Task to complete
Please print every row below word for word, leaving out the pictures.

↓↓↓

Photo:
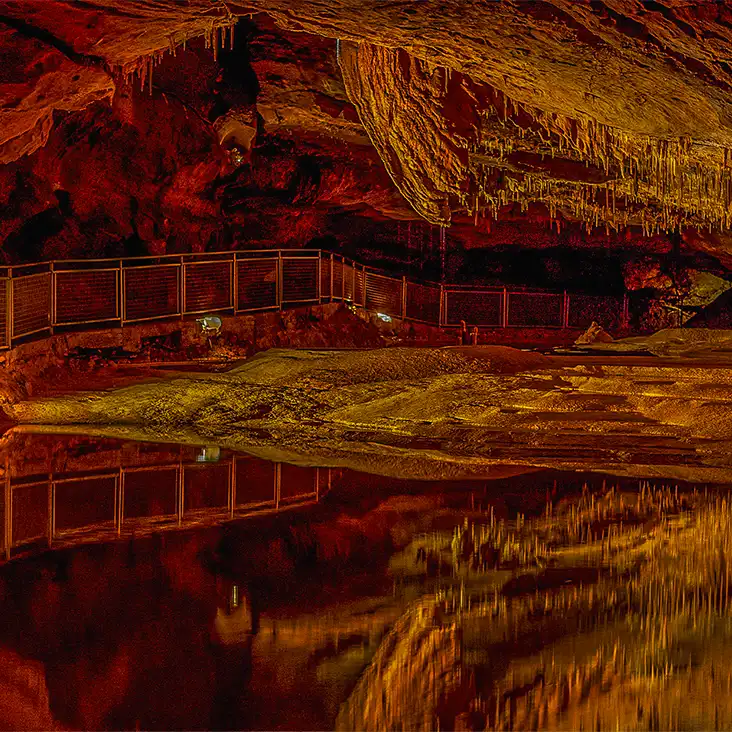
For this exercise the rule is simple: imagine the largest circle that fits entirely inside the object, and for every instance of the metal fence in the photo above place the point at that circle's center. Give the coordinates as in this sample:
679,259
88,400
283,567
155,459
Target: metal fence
61,509
39,299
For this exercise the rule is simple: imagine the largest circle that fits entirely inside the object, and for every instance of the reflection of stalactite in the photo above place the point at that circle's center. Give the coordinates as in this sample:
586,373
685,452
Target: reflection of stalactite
658,184
443,252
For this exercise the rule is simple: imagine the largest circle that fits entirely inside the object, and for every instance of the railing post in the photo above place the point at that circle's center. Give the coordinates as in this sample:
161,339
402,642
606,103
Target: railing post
8,523
182,287
332,262
52,315
232,487
51,509
280,273
120,517
180,493
120,293
232,282
9,307
319,275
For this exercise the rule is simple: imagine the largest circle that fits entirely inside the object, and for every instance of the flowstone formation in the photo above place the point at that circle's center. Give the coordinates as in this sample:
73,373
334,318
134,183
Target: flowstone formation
610,116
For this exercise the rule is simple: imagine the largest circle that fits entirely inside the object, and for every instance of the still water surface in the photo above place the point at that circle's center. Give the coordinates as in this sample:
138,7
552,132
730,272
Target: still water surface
164,587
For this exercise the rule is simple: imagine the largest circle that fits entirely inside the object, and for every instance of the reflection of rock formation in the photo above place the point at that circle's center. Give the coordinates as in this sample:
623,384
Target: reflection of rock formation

↑↑↑

Reply to the task
Photo:
For this exercise the rule is simple: imagine the largest circle that fits entirely inside the object, and for every instance of the metal fence in the photo above place the point at that circle's center. Give the coordinates as in this sample:
679,259
88,400
283,567
155,459
Target: metal fence
61,509
39,299
For this exercise the rule is simple: imagine the largest circle that fits entirely inside the object, and for every instance of the reflection of stalactite in the photo above place the point at that circle's center. Give the coordinates as in this sample:
586,373
685,452
Target: reflection of stalactite
658,184
443,252
For this exercise the rule is simple: imagine the largest circle that fits entirely inside the object, and for every instance of the railing post in the photo above place the point at that circle's center. Give the coordinates as in this sample:
161,339
402,642
606,103
Target: railing post
8,523
182,287
332,262
52,315
232,487
51,509
280,273
120,517
180,493
120,293
232,282
9,307
319,275
For this exercise the rule is simple: imagine the largest circle that fits entirely inside the object, and for every instance of the flowstone formation in the photo above place the point at that circle's center. Give the coordinates as in this sample:
73,373
334,318
134,183
Target: flowstone formation
610,116
For this exercise the rule is simple: imagine the largest circle that fits entirely inside the object, and for every instance of the still water surface in the photo above place the point at that circle's center. Give the coordinates as in this sample:
138,7
552,132
730,272
Target: still water surface
164,587
For this exercise the rule is simple: imagine the largest circle that fits entirely inside the object, and for every instance of the reflection of rock formation in the photo above place the point at that circle's center. Give the coordinates as in this sample:
623,384
Target: reflection of rock formation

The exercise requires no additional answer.